··· Entries supplied
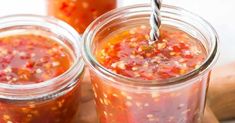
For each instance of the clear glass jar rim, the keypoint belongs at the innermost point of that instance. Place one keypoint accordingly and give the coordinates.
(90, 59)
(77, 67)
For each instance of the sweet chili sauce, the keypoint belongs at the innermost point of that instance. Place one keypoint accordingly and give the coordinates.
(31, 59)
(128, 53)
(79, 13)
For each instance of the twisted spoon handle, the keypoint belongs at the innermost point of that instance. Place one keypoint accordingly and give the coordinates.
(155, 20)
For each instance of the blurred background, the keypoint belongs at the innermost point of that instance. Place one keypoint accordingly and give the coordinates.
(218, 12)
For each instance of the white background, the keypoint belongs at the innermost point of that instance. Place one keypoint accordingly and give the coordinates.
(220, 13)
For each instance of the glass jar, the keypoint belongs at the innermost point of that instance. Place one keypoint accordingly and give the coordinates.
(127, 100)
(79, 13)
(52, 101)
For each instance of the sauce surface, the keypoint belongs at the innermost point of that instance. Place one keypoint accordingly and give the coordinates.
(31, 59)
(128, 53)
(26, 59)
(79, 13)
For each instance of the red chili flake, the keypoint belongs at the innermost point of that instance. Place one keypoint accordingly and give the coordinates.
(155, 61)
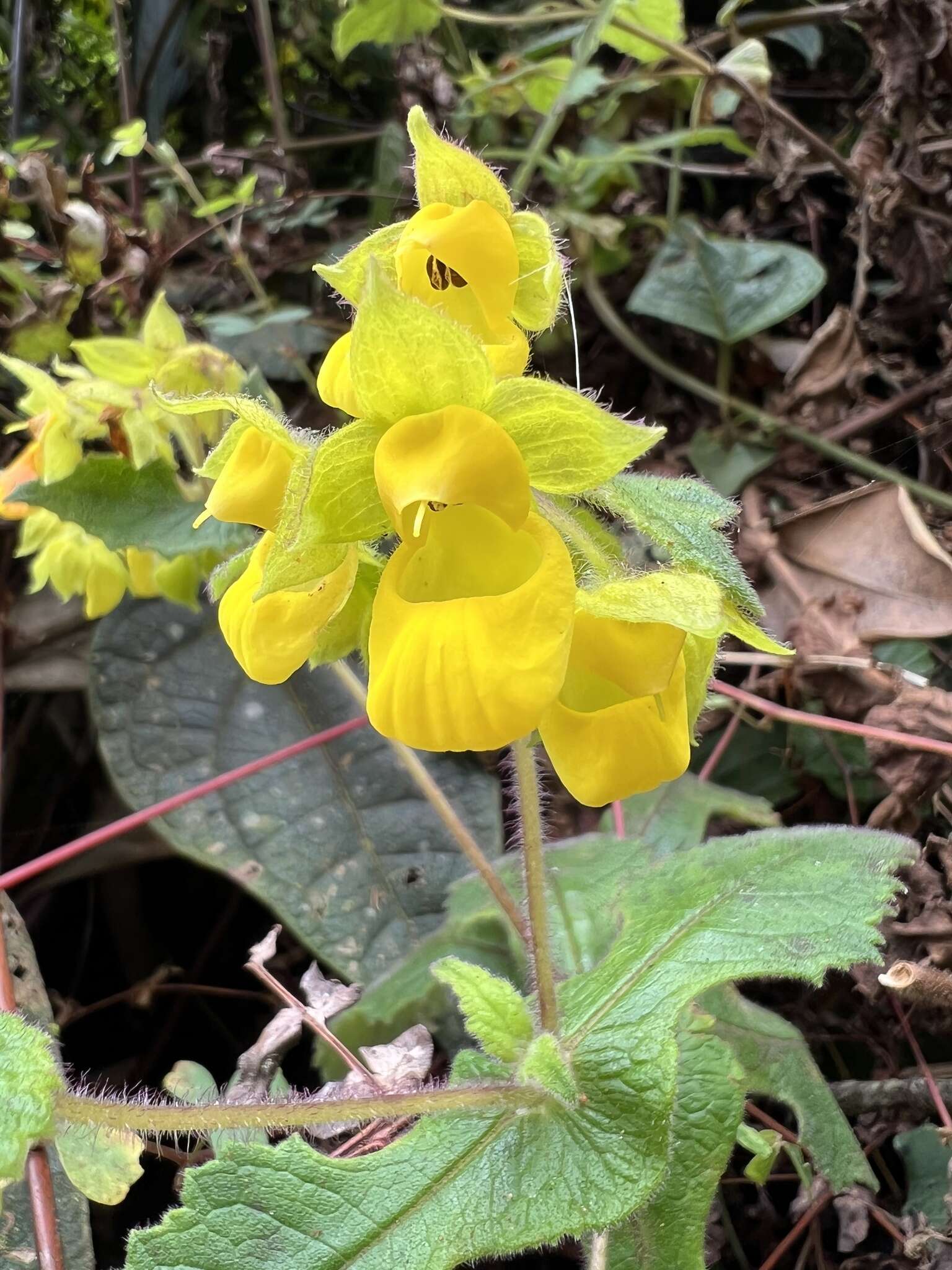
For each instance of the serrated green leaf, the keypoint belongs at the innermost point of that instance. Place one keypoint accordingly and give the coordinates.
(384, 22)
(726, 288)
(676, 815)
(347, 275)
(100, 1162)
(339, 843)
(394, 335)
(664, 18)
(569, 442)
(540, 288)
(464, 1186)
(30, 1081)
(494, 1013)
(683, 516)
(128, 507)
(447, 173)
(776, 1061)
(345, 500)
······
Goal: Please rewrite the listing from the line containing "For each instance of the sauce" through the end of the listing, substituting "most central point" for "innermost point" and changing nothing else. Leave the pictures out of your answer.

Solution to this exercise:
For each instance of the sauce surface, the keypoint belongs at the most central point of that instance. Place one keypoint accordingly and give the coordinates.
(31, 59)
(128, 53)
(26, 59)
(79, 13)
For each instance of the red chili flake, the keypoint belongs at the most central point of that instance. Place one keypoint accordingly and give the coordinates.
(155, 61)
For each instance of the serrated green leaf, the keypoint belongs at the most central point of that instance. Place one keypoint accordingly and give the coordinates.
(384, 22)
(726, 288)
(676, 815)
(347, 275)
(100, 1162)
(339, 843)
(394, 335)
(664, 18)
(569, 442)
(540, 288)
(464, 1186)
(30, 1081)
(494, 1013)
(683, 516)
(128, 507)
(447, 173)
(776, 1061)
(345, 500)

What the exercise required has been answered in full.